▸ WORK TO BE COMPLETED: Copy out the records without changing anything, from the line with "Look at this image and locate every instance of green" to the line with "xmin=0 ymin=0 xmax=270 ymax=88", both included.

+ + + + +

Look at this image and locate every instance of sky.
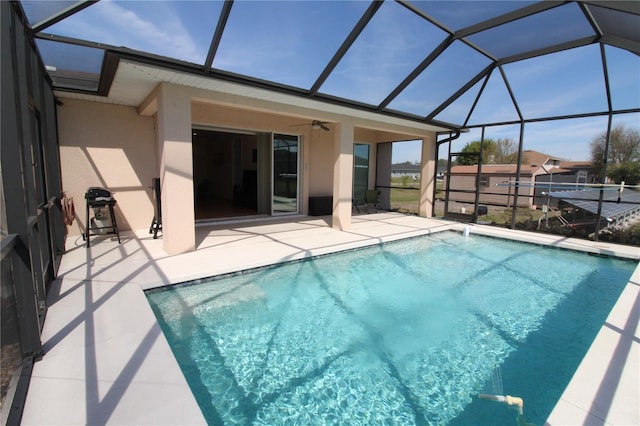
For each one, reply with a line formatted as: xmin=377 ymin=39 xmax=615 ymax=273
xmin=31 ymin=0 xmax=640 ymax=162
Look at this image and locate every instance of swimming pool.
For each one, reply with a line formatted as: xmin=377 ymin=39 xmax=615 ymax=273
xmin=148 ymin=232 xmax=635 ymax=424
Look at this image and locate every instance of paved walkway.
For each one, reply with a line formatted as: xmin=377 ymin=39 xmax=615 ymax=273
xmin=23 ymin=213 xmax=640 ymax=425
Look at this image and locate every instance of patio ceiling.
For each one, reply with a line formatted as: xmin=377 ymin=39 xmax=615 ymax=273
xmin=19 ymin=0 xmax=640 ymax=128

+ + + + +

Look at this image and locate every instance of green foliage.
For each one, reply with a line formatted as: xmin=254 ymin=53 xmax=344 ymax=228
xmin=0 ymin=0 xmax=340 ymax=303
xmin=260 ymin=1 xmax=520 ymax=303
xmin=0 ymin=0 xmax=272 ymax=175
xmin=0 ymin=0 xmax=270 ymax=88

+ + + + +

▸ REPLY:
Look at this image and locate every instance of green foliage.
For each one, reply with a line formatted as: xmin=254 ymin=53 xmax=344 ymax=228
xmin=0 ymin=0 xmax=340 ymax=303
xmin=260 ymin=1 xmax=520 ymax=303
xmin=0 ymin=0 xmax=272 ymax=175
xmin=0 ymin=0 xmax=270 ymax=88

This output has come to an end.